What to produce> Lay out as a JSON list of strings the lines below, starting with the line containing "Note to the class: locate the jacket" and going on through the last line. Use one string per line and leave out blank lines.

The input>
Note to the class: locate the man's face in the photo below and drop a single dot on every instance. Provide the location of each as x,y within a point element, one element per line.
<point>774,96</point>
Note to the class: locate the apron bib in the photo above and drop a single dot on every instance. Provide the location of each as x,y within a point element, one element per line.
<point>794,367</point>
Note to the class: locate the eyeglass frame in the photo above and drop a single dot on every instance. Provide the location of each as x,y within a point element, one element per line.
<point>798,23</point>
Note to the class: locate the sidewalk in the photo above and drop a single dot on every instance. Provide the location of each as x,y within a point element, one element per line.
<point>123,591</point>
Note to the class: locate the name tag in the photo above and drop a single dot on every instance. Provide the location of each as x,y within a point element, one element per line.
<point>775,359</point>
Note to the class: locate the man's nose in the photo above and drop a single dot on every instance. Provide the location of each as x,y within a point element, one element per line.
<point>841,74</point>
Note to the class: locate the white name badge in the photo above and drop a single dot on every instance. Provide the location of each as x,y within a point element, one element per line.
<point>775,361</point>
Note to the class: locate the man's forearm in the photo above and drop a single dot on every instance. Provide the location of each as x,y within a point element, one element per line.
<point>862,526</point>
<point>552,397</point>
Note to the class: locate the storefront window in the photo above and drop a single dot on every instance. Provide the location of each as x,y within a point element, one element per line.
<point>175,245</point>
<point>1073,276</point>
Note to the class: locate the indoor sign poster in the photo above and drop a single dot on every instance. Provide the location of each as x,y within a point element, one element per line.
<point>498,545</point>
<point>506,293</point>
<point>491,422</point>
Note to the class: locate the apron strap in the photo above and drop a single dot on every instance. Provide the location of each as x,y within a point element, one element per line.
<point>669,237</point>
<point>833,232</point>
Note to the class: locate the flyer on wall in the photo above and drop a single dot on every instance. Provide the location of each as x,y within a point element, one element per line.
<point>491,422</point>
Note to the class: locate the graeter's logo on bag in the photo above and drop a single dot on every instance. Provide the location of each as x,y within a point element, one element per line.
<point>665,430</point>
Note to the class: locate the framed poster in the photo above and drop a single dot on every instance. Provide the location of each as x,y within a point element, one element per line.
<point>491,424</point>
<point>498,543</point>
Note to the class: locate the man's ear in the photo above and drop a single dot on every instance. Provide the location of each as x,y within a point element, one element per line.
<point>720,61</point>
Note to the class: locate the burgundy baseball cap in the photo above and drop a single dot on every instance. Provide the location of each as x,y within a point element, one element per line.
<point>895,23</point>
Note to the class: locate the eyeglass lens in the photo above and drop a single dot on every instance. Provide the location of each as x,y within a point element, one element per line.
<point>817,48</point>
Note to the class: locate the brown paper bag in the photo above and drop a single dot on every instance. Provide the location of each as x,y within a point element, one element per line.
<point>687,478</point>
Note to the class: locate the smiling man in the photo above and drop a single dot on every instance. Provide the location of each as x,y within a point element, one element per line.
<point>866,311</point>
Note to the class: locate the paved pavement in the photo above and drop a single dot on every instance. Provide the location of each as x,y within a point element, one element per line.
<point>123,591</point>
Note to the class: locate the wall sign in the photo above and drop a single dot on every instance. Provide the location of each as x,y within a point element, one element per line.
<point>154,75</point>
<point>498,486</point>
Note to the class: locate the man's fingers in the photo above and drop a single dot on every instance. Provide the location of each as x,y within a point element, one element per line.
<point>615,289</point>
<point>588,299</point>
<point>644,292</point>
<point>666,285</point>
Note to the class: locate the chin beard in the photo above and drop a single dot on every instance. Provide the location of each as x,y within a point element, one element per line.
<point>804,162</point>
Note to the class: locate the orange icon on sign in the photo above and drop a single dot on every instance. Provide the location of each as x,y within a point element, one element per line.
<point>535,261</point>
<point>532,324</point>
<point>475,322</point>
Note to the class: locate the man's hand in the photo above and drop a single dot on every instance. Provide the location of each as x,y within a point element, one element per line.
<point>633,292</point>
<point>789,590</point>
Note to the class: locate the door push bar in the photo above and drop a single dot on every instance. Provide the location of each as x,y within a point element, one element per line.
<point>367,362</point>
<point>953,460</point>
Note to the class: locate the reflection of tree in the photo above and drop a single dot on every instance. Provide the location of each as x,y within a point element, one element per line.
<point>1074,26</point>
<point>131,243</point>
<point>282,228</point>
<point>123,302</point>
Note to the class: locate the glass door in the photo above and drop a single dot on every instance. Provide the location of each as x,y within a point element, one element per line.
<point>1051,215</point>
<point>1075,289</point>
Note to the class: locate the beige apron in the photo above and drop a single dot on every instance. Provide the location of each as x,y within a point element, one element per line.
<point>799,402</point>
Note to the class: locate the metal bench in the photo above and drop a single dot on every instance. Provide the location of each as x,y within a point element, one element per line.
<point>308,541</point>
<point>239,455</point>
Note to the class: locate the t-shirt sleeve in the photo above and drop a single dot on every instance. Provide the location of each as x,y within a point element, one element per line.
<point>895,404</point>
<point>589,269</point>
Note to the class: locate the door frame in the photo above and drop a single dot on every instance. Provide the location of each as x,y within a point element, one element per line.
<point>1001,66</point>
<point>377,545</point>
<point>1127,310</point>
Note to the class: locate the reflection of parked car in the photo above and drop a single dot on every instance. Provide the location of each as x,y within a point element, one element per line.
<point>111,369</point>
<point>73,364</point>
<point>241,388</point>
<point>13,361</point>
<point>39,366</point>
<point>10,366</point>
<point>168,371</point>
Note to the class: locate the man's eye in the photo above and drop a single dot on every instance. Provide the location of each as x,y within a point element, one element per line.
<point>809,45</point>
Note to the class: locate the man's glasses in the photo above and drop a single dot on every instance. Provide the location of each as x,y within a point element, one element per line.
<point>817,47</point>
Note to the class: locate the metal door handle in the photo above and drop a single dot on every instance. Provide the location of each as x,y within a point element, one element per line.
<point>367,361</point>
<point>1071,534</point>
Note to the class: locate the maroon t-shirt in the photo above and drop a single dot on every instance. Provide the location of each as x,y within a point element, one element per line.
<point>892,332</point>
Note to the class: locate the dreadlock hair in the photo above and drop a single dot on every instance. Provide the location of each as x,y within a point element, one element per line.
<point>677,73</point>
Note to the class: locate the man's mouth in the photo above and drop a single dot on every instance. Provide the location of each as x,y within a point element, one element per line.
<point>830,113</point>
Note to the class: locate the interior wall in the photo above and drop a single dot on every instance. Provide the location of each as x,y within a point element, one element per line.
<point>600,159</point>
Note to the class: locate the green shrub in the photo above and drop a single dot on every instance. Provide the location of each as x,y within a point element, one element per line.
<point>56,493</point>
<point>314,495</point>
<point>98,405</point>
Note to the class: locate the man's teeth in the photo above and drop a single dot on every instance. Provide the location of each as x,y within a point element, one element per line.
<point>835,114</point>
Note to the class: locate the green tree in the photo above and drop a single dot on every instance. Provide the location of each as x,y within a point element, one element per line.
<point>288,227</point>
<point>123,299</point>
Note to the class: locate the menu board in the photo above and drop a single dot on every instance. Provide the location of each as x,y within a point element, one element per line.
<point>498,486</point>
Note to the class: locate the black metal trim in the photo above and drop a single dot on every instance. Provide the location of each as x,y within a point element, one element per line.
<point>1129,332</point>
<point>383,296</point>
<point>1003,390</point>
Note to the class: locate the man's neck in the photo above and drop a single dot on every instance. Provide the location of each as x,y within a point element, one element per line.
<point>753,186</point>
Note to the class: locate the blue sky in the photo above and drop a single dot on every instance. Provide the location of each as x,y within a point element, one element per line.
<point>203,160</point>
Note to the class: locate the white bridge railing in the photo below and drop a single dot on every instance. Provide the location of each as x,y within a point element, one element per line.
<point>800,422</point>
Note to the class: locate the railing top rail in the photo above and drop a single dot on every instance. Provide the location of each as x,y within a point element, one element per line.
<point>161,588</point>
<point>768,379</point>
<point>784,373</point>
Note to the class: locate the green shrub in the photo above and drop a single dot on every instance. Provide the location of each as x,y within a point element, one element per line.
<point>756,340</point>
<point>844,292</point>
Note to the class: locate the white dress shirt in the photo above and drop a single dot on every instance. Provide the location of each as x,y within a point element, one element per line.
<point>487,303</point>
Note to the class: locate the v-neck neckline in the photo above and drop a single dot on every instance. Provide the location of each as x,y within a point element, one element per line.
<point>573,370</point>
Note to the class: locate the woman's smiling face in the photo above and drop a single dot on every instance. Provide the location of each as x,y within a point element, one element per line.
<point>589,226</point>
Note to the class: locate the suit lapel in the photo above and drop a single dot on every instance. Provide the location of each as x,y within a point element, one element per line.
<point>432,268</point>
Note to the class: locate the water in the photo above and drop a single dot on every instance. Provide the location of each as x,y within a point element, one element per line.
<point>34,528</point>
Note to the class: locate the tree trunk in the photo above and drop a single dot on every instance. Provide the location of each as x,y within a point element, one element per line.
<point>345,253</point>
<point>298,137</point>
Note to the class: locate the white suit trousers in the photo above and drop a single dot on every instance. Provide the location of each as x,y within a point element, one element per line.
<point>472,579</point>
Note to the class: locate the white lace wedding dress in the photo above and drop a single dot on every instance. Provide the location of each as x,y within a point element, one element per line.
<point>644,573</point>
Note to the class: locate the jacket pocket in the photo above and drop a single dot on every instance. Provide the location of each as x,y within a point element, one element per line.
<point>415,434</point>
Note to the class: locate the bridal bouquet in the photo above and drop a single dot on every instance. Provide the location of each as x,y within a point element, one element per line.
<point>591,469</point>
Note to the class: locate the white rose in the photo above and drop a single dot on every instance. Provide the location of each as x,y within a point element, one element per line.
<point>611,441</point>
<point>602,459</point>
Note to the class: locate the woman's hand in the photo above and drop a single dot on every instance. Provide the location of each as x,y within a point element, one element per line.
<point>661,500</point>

Full solution>
[
  "Note to the class: locate the jacket pocket in the photo above and drop a single dot on every instance. Provide the location of each as x,y within a point element, one element per line.",
  "<point>415,434</point>",
  "Note to the class: locate the bridal bouquet in the photo above and drop a single dot on every instance. Provide the location of each as x,y within a point element, one element per line.",
  "<point>591,469</point>",
  "Note to the class: locate the white rose in the photo above and drop a single dot on every instance. Provide the location of each as x,y within a point element, one element per line.",
  "<point>611,441</point>",
  "<point>602,459</point>",
  "Note to the class: locate the woman's hand in the photo above and drop a single dot on every instance. Provide the location of each as x,y within a point element, one element per line.",
  "<point>661,500</point>"
]